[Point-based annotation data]
—————

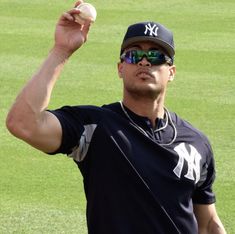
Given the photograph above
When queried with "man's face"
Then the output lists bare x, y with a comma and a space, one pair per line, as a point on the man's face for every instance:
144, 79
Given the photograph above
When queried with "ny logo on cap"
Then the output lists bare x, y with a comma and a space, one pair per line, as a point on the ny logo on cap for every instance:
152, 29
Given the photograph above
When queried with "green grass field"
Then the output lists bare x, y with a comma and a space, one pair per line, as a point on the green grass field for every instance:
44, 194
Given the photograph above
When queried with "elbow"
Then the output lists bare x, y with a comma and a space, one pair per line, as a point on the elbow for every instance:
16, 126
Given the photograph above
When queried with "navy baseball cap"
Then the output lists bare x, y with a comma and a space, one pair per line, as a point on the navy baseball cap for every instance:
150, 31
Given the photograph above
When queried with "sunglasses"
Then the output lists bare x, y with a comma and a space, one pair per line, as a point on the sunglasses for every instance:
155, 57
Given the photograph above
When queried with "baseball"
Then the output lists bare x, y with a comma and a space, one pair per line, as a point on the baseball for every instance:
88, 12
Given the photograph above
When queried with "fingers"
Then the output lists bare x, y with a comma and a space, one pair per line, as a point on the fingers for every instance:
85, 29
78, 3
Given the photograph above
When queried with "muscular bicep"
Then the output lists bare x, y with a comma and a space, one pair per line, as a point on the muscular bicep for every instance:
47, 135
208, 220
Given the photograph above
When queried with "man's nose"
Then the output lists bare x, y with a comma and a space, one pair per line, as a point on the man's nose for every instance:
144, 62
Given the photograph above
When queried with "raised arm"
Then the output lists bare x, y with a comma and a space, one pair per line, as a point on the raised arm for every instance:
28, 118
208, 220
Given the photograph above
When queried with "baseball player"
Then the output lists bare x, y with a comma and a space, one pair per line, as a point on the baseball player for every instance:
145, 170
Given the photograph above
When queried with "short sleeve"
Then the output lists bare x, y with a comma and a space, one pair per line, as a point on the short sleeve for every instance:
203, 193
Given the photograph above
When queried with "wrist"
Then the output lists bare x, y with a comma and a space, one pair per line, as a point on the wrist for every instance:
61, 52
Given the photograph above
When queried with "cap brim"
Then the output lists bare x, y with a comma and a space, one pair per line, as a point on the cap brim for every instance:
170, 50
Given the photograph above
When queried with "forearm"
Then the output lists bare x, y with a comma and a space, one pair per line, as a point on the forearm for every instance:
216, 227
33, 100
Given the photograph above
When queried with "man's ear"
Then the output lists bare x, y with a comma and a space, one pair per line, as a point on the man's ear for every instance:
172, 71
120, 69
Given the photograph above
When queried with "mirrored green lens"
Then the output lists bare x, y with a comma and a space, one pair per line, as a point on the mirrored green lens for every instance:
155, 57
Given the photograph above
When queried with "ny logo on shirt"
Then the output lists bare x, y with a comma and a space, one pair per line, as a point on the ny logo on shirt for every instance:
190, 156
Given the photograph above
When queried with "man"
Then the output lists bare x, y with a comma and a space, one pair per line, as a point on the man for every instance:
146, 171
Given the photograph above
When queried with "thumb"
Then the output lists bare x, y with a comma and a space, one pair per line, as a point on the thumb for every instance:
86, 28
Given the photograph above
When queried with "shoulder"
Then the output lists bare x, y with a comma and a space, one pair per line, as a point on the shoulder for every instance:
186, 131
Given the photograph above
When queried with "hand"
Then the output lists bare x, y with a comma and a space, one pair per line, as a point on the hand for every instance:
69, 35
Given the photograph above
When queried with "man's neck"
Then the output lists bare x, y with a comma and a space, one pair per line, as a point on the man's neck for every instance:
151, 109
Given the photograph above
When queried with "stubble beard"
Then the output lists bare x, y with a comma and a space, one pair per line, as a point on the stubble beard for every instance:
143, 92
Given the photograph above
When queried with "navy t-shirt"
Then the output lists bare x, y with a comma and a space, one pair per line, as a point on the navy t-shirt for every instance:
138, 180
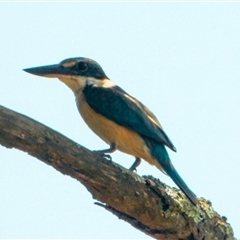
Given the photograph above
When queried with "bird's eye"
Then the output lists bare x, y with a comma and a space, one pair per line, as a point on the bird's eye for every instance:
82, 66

—————

Pick out and copy each line in the records above that contains the word "logo".

▶ **SOLUTION FOR THIS PROBLEM**
When queried with "ny logo on cap"
Then the output lists bare x, y with a comma and a space, one pair per line, as a point on the ny logo on cap for every instance:
When queried with "ny logo on shirt"
Then the output lists bare x, y with a comma and a space, one pair per line, as a point on the ny logo on shirt for every instance:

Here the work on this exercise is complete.